* _Written instruction_
Reproduce word for word the lines in the records below, starting with the line that contains "Detection query: enumerate" and going on through the line that contains "xmin=77 ymin=584 xmax=139 ymax=691". Include both of those lines.

* _Exercise material_

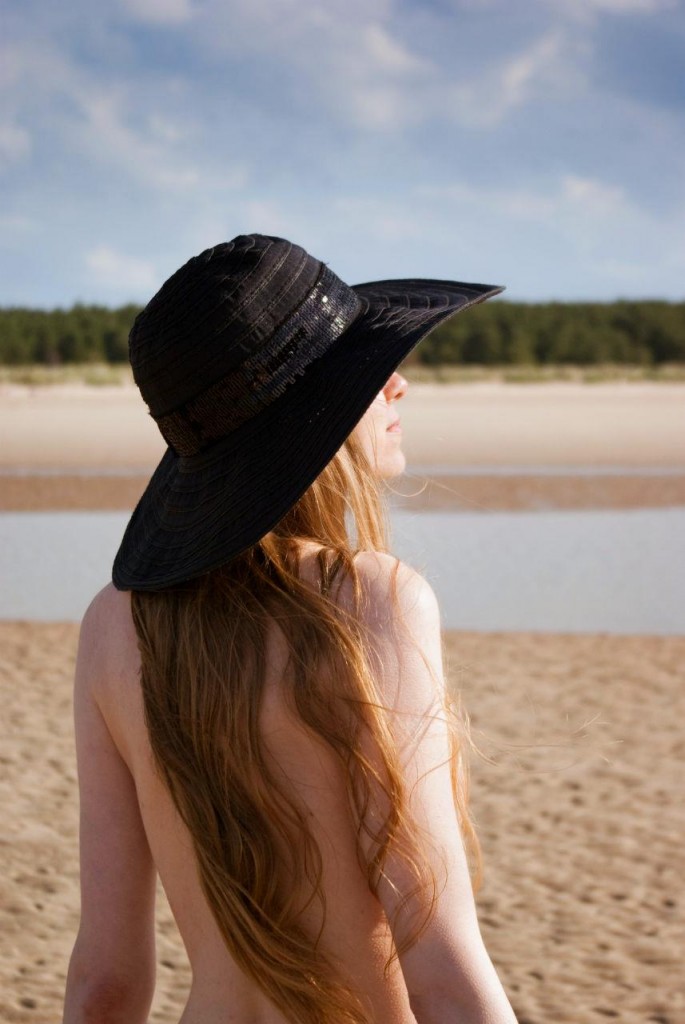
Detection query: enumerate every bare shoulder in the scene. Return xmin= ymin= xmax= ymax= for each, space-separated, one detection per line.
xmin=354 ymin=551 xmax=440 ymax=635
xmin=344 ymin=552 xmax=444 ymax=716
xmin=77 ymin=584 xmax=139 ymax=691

--

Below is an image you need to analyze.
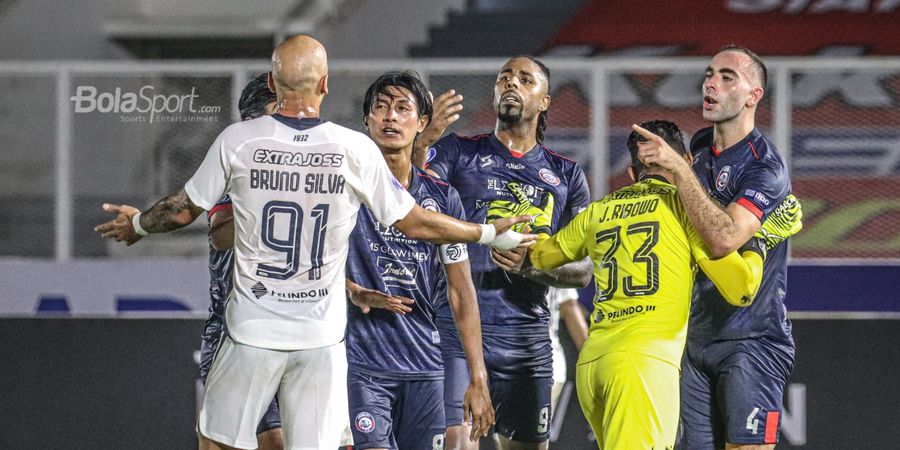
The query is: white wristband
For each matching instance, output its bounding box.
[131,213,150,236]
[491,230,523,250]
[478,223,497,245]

* _Answer to the problem_
Detection query: enumerate every bare shoulder in the scene. Return xmin= ymin= xmax= ymax= for each, space-separated, one detection per line.
xmin=354 ymin=551 xmax=440 ymax=635
xmin=344 ymin=552 xmax=444 ymax=716
xmin=77 ymin=584 xmax=139 ymax=691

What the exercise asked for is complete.